SOURCE DOCUMENT
----------
June 13, 2006

 

New swine disease threatens US hog industry

 

 

Two consecutive years of profitable hog farming in the US may now be under threat from a disease re-activated and now lurking in hog farms in the US, according to an industry analyst.

 

The virus, Porcine Circovirus Type 2, could have the power to affect projections for the hog market this year, according to Glenn Grimes, an agricultural economist who is a professor emeritus at the University of Missouri.

 

Grimes said hog production was expected to increase gradually but the introduction of circovirus could change all that.

 

Circovirus can wipe out 30 percent to 40 percent of a hog herd and cause losses of more than US$7 a head.

 

In any case, even if hog production escapes the disease and increases, the long run of profitable operations would end in November, Steve Meyer, an economist at Paragon Economics, said at the World Pork Expo.
----------
(Stored data entries)
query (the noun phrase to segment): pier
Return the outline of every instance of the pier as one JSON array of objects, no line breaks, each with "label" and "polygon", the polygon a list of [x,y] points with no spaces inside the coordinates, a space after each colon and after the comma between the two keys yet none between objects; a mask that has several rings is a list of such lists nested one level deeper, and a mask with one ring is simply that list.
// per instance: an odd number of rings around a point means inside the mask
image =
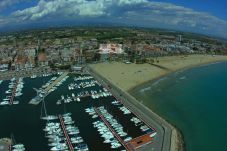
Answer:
----------
QUESTIONS TO ANSWER
(1) Retype the swine disease article from "In any case, even" to "World Pork Expo.".
(2) Write the next part of the swine disease article, starting right after its last sentence.
The records aren't needed for any of this work.

RESPONSES TO THE EXERCISE
(1)
In any case, even if hog production escapes the disease and increases, the long run of profitable operations would end in November, Steve Meyer, an economist at Paragon Economics, said at the World Pork Expo.

(2)
Circovirus have turned up in Iowa hogs in the past two months after breaking out in Canada and North Carolina. Both regions supply pigs to Iowa, according to Dr Darrell Neuberger, swine technical manager for Fort Dodge Animal Health, adding that hog farmers are now rushing to buy circovirus vaccines.

 

Fort Dodge Animal Health, announced Thursday that it had received a license from the USDA to sell a vaccine called Suvaxyn PCV2 One Dose that the company developed with Iowa State and Virginia Tech universities.

 

The vaccine is expected in markets at the end of June or early July.

 

Circovirus was identified in the early 1990s, but has remained dormant until now. It spreads quickly once it infects a herd, transmitting itself through the air and hog urine and feces. The disease causes respiratory distress and weight loss in hogs.